Start of Extract provided

The Los Angeles Dodgers' reputation as playoff chokers has been tabled due to their 2024 World Series victory. Boston Red Sox fans, despite not being friendly with Dodgers Nation, were happy to see it since it came at the New York Yankees' expense.
A few years before the Dodgers started fueling outrage with their exorbitant payroll, the Red Sox beat them in the World Series. The 2024 Fall Classic win was LA's first since 2020 (but no one really counts that one, so we'll say since 1988,) and it gave the team all kinds of confidence.
It is justified, however. The Dodgers' rotation is deep, with Shohei Ohtani, Yoshinobu Yamamoto, Roki Sasaki, Blake Snell, Tyler Glasnow and Dustin May in the mix. They bolstered their bullpen with Tanner Scott and Kirby Yates, and the power bats of Ohtani, Mookie Betts, Freddie Freeman and Teoscar Hernández are not to be messed with. But ESPN insider Buster Olney believes the Red Sox might.

End of Extract provided

* Exercises to complete *
[1] Rewrite the passage on the Dodgers and the Red Sox from "The Los Angeles" to "York Yankees' expense.", putting "Fall Classic" in place of "World Series".
[2] Extend the passage on the Dodgers and the Red Sox beyond its final sentence.

Start of Available data

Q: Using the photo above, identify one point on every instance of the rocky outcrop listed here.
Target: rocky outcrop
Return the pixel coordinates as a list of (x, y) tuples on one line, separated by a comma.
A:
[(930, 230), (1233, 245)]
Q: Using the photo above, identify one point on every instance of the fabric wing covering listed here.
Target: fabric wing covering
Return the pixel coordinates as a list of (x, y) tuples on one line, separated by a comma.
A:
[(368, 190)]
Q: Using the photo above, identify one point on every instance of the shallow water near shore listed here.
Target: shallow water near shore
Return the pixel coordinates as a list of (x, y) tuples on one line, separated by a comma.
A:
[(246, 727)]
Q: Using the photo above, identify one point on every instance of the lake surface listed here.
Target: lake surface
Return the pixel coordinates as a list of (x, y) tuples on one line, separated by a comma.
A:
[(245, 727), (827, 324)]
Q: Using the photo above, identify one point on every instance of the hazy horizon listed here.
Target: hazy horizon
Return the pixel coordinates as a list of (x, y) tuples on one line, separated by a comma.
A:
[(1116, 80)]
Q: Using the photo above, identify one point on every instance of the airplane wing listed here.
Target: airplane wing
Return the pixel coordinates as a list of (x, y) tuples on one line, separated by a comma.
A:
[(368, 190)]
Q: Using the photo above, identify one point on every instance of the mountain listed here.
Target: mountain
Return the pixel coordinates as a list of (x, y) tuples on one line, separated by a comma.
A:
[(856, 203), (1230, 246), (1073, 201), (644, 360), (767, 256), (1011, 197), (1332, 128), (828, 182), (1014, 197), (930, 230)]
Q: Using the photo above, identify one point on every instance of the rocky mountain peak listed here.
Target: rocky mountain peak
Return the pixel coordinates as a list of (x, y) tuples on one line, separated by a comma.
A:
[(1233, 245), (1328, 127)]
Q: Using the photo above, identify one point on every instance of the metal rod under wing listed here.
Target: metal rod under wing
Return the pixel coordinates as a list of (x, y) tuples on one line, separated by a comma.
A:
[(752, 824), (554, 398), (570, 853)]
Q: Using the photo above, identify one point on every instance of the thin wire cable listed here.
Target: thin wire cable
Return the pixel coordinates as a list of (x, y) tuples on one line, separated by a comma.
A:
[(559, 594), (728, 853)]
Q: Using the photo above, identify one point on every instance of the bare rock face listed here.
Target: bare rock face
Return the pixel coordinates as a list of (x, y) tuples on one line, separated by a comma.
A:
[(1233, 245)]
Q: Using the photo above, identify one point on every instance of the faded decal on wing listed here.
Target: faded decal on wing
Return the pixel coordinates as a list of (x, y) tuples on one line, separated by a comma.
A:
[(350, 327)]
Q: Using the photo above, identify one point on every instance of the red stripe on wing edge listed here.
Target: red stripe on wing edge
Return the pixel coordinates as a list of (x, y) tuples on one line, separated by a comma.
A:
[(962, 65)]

End of Available data

* Responses per task *
[1]
The Los Angeles Dodgers' reputation as playoff chokers has been tabled due to their 2024 Fall Classic victory. Boston Red Sox fans, despite not being friendly with Dodgers Nation, were happy to see it since it came at the New York Yankees' expense.

[2]
In a piece from March 19, Olney claimed the Red Sox are one of the six teams that could possibly beat the Dodgers in the 2025 World Series.
“In the end, however, an AL team will have a seven-game series to take down the Dodgers, and we submit that the revamped Boston Red Sox are uniquely qualified to get this done. The Yankees’ injuries have pulled them back to the pack of teams in their league, and it’s the Red Sox who will take down the AL East and then the AL pennant,” Olney wrote.
Buster Olney believes Red Sox may be 'uniquely qualified' to beat Dodgers in World Series
The injuries to Gerrit Cole and Giancarlo Stanton have rendered the Yankees much more beatable in 2025. Olney also cited the Red Sox's offseason improvements as another big contributor to his expectation that they'll dominate in the AL East — Garrett Crochet, the lefty ace with elite strikeout stuff, recent playoff hero Walker Buehler, and two-time World Series champion Alex Bregman bring experience and attitude the roster previously lacked.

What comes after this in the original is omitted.